- Exercise task 1: Show every line of the records that contains the word "dark". Case counts.

- Provided text:
--- Start ---
Electronic music is not real music? Why do people say these things? Probably because they are musicians who play non-electronic instruments and they feel threatened by the possibilities that musical technology has to offer. Well, I’m here to tell them that they are wrong and that their view will only serve to hinder their own musical progression.
Technology is not a bad thing, it is a good thing, as long as it doesn’t take over. As long as there is still creativity and composition, then technology can be used to create wonderful music. Using technology doesn’t mean you have to let the technology take over. You control it, it doesn’t control you. You get to tell it what you want to hear, not the other way around.
Related article: Is EDM Real Music? Absolutely! Find Out Why…
Guitars are Boring
Okay, so I am being deliberately provocative with that subtitle. Don’t get me wrong, I am not anti-guitar. I think guitars are fine when used as part of a broader rainbow of sounds. What I do have a problem with is when you get guitar-only bands who stick religiously to the guitar-bass-drums setup. That’s how the Beatles started in the 1960s, but even they were starting to use other sounds by the time they split up.
I suppose the appeal of guitars is partly that they look cool. There is something impressive about someone with a great looking guitar hanging down to their knees. And there is the performance aspect. It is difficult to play a guitar very well, so there is something impressive about watching an accomplished guitarist play something complicated. In that sense, perhaps it is similar to watching a good magic trick. You know you can’t do it yourself, so you are wowed by seeing them do it.
--- End ---
- Exercise task 2: Rewrite the article on electronic music from "Related article: Is" to "they split up.", replacing "subtitle" with "heading".

- Given records:
--- Start ---
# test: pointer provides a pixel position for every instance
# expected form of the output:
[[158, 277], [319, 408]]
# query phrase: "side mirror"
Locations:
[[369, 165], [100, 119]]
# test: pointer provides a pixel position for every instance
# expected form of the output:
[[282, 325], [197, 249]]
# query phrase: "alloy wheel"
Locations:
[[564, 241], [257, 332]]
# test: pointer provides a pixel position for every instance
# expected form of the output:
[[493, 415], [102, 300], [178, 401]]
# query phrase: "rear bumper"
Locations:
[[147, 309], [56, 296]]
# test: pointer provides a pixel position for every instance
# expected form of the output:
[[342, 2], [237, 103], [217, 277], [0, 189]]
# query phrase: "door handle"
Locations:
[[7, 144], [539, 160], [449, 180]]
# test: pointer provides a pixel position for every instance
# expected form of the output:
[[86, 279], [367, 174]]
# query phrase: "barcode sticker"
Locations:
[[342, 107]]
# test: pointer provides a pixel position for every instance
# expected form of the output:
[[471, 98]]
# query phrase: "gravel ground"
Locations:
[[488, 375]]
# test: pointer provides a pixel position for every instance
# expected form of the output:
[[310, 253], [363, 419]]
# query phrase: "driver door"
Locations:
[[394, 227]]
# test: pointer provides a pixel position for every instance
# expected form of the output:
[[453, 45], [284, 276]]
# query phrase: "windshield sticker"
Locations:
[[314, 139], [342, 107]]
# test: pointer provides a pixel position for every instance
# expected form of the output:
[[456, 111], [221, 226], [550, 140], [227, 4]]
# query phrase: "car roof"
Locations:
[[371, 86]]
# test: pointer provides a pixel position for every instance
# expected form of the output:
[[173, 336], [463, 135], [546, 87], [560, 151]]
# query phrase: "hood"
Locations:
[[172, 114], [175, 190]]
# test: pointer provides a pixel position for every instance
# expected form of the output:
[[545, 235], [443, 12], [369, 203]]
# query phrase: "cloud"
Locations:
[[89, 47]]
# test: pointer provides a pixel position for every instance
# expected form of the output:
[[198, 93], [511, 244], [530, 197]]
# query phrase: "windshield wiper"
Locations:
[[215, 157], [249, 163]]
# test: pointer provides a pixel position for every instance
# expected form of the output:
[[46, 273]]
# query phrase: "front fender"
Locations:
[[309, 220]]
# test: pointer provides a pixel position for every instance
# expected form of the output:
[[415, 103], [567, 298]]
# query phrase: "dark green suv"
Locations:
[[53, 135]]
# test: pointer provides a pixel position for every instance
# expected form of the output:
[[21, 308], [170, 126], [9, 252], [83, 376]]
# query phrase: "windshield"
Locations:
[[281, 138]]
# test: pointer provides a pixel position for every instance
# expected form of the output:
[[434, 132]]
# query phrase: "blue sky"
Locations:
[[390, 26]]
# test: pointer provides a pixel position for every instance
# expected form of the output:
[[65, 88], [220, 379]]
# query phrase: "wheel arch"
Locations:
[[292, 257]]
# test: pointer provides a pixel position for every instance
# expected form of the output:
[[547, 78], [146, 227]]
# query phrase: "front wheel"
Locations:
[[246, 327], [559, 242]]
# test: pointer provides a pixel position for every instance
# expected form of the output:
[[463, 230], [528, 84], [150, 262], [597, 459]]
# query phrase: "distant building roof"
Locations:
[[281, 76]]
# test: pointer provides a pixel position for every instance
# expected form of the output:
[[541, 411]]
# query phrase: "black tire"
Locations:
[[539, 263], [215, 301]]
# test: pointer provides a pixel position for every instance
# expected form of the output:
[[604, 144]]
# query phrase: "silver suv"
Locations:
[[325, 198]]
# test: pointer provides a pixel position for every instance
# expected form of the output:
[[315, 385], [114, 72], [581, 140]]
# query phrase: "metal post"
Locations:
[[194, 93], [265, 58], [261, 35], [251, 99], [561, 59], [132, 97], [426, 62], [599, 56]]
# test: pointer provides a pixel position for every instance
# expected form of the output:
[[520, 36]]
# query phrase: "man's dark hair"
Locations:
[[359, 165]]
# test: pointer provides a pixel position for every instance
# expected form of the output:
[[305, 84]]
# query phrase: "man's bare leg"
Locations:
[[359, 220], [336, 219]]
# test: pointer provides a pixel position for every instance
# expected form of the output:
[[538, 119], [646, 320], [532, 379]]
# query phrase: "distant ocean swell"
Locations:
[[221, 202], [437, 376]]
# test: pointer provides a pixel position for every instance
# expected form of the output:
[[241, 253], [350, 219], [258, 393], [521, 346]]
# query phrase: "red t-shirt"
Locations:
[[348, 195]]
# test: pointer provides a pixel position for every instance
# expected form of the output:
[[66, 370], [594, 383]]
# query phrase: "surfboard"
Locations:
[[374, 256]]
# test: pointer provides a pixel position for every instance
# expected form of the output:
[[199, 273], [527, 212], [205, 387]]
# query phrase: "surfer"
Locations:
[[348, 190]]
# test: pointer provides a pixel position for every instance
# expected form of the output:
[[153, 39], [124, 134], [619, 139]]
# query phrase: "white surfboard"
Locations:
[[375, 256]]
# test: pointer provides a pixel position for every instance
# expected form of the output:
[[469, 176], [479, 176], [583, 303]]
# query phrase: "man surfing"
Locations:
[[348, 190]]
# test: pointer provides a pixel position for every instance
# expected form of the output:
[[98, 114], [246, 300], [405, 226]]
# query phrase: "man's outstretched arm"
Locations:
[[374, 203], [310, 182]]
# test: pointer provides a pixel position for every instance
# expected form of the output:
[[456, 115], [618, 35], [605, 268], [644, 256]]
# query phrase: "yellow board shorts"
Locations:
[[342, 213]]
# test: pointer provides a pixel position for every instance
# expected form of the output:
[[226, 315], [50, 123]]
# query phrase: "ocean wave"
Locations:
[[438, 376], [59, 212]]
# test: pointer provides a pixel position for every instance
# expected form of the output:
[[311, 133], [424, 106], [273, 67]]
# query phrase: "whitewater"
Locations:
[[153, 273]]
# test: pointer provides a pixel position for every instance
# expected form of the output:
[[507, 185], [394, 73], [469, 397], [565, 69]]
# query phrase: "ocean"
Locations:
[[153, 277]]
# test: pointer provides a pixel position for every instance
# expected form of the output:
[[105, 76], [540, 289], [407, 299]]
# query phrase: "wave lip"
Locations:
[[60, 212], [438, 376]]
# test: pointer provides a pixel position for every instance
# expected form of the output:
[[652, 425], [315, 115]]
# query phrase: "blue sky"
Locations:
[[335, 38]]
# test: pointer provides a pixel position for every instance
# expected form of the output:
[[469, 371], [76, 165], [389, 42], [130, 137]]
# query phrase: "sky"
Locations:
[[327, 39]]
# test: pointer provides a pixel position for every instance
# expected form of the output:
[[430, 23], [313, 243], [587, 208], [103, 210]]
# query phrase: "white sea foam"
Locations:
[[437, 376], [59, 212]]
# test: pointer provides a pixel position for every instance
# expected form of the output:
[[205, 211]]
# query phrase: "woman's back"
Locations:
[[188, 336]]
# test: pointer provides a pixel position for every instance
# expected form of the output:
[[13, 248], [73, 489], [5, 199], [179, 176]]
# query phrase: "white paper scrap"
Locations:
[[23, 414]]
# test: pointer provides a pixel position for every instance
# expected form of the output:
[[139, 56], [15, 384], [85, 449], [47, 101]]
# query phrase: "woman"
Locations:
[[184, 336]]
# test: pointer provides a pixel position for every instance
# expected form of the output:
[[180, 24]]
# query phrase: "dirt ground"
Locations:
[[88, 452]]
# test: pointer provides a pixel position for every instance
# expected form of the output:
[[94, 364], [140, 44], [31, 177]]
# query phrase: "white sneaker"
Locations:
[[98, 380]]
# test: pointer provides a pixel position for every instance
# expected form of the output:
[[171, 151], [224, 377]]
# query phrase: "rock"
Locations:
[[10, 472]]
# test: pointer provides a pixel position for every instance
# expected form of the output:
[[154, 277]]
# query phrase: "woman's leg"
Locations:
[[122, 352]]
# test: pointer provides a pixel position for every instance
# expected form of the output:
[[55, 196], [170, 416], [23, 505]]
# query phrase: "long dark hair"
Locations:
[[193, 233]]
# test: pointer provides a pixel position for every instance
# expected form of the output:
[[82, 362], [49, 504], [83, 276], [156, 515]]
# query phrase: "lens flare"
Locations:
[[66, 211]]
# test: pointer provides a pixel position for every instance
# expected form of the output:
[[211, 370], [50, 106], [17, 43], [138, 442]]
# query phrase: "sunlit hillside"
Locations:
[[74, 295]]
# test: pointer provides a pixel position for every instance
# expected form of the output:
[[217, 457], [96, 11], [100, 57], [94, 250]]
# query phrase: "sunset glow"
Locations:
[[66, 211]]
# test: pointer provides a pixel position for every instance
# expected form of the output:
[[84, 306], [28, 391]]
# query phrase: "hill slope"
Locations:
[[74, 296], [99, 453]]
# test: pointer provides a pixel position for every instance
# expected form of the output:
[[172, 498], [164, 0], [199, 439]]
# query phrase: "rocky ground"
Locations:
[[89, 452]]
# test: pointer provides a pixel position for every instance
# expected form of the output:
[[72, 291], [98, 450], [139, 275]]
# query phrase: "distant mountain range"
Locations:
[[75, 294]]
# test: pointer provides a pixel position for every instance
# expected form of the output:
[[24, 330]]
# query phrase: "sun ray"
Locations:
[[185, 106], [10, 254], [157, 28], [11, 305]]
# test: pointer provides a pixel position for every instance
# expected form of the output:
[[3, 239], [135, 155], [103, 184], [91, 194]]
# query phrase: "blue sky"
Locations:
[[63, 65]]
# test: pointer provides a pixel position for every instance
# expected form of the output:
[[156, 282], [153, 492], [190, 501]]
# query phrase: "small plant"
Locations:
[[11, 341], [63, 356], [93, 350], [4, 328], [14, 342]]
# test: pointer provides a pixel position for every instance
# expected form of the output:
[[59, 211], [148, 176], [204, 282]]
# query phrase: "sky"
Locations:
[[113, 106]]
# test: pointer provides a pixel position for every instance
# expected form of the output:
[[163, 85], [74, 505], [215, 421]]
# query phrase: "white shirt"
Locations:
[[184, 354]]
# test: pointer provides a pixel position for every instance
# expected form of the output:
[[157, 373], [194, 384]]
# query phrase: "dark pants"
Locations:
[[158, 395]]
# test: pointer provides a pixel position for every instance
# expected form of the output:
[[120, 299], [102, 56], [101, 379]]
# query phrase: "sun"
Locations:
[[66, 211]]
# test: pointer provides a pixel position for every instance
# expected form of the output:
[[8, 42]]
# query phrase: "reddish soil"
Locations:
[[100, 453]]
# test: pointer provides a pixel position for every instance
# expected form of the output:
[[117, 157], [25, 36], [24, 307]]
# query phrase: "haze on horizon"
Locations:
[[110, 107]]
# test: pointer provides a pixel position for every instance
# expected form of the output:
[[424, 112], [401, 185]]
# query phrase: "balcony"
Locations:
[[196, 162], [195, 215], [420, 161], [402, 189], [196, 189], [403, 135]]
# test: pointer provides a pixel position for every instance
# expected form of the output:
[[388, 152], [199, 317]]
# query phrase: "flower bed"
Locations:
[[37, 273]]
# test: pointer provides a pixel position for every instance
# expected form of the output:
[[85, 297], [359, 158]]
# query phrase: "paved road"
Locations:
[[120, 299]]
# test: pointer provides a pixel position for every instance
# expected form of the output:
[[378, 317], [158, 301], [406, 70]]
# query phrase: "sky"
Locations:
--- End ---
- Task answer 1:
# query phrase: "dark green suv"
# query phrase: "man's dark hair"
# query phrase: "long dark hair"
# query phrase: "dark pants"

- Task answer 2:
Related article: Is EDM Real Music? Absolutely! Find Out Why…
Guitars are Boring
Okay, so I am being deliberately provocative with that heading. Don’t get me wrong, I am not anti-guitar. I think guitars are fine when used as part of a broader rainbow of sounds. What I do have a problem with is when you get guitar-only bands who stick religiously to the guitar-bass-drums setup. That’s how the Beatles started in the 1960s, but even they were starting to use other sounds by the time they split up.